FILE PHOTO: Alphabet and Google CEO Sundar Pichai speaks to media following his meeting with Polish Prime Minister Donald Tusk (not pictured) at Google Campus in Warsaw, Poland, February 13, 2025. REUTERS/Aleksandra Szmigiel/File Photo
FILE PHOTO: Alphabet and Google CEO Sundar Pichai speaks to media following his meeting with Polish Prime Minister Donald Tusk (not pictured) at Google Campus in Warsaw, Poland, February 13, 2025. REUTERS/Aleksandra Szmigiel/File Photo

Google hopes to enter an agreement with Apple by the middle of this year to include its Gemini AI technology on new phones, CEO Sundar Pichai said in testimony at an antitrust trial in Washington on Wednesday.
Pichai testified in the Alphabet unit's defense against proposals by the US Department of Justice which include ending lucrative deals with Apple, Samsung, AT&T and Verizon to be the default search engine on new mobile devices, Reuters reported.
During questioning by DOJ attorney Veronica Onyema, Pichai said that while Google does not yet have an agreement with Apple to include its Gemini AI on iPhones, Pichai spoke with Apple CEO Tim Cook about the possibility last year.
A potential deal this year would see Google's Gemini AI included within Apple Intelligence, Apple's own set of AI features, Pichai said.
Google also plans to experiment with including ads in its Gemini app, Pichai said.
Prosecutors have sought to illustrate how Google could extend its dominance in online search to AI. Google maintained its monopoly in part by paying billions of dollars to wireless carriers and smartphone manufacturers, US District Judge Amit Mehta ruled last year.
The judge is now weighing what actions Google should take to restore competition. The outcome of the case could fundamentally reshape the internet by potentially unseating Google as the go-to portal for information online.
The DOJ and a broad coalition of state attorneys general are pressing for remedies including requiring Google to sell off its Chrome web browser, banning it from paying to be the default search engine and requiring it to share search data with competitors.
○ ○ ○ ○ ○ ○ ○
Task statement: Rewrite the passage of the Google antitrust trial report that opens with the words containing "The judge is" and closes with "data with competitors.", putting "measures" in place of "remedies".

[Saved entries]
○ ○ ○ ○ ○ ○ ○
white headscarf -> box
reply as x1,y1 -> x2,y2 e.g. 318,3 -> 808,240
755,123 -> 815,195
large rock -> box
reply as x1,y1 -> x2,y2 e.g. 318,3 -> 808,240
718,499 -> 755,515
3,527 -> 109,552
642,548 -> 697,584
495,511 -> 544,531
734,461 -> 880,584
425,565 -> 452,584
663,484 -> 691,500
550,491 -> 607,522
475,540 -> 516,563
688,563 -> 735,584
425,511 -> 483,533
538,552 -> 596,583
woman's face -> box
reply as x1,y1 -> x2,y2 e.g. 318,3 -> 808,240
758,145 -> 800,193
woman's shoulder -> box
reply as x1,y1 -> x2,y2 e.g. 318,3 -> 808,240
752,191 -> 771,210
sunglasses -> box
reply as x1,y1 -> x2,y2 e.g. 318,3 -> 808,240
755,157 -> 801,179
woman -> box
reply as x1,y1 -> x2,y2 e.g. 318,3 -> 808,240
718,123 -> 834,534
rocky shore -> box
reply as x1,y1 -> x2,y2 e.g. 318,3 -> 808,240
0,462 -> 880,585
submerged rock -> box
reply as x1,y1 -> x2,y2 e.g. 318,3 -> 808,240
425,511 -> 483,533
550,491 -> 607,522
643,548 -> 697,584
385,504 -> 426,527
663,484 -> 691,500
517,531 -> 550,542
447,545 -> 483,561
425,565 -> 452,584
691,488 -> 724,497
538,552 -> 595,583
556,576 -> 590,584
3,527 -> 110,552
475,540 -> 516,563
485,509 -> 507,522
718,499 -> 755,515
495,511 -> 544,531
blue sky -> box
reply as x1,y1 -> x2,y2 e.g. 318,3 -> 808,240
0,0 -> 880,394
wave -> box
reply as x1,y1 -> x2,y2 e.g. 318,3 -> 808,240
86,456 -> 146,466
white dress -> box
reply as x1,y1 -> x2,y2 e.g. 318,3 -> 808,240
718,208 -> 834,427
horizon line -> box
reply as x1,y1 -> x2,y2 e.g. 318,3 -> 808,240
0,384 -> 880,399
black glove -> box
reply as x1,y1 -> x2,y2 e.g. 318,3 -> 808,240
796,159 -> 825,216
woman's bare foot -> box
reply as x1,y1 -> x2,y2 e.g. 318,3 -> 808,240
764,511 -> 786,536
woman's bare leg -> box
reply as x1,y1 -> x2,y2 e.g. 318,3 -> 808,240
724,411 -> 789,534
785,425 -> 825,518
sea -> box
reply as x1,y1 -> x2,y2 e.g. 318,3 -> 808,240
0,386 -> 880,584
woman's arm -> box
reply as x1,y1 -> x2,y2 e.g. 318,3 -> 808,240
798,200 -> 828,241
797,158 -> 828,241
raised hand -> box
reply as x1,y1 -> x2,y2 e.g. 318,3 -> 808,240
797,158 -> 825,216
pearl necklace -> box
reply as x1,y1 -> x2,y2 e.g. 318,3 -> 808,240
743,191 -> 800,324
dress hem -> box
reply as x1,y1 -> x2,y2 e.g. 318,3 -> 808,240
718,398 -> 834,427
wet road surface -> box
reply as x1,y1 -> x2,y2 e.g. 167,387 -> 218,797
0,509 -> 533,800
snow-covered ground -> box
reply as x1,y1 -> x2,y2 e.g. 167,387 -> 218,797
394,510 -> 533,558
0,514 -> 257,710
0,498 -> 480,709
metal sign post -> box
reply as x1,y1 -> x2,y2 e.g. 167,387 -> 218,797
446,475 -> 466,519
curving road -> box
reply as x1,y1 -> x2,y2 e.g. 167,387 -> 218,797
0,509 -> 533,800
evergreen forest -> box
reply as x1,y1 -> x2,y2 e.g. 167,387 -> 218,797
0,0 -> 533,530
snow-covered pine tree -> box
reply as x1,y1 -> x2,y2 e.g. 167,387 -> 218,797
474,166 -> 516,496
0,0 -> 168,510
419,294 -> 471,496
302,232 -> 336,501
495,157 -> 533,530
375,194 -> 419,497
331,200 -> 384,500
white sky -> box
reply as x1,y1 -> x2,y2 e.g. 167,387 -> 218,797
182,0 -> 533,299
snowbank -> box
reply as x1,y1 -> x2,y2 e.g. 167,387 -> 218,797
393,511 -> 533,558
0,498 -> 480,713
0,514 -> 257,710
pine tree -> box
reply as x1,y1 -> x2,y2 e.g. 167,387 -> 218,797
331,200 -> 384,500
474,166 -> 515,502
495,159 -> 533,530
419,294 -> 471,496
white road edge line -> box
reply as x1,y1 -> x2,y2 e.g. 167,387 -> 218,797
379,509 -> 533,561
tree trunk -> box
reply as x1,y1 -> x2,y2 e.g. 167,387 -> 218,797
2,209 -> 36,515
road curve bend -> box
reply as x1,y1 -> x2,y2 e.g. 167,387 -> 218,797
○ ○ ○ ○ ○ ○ ○
Solution:
The judge is now weighing what actions Google should take to restore competition. The outcome of the case could fundamentally reshape the internet by potentially unseating Google as the go-to portal for information online.
The DOJ and a broad coalition of state attorneys general are pressing for measures including requiring Google to sell off its Chrome web browser, banning it from paying to be the default search engine and requiring it to share search data with competitors.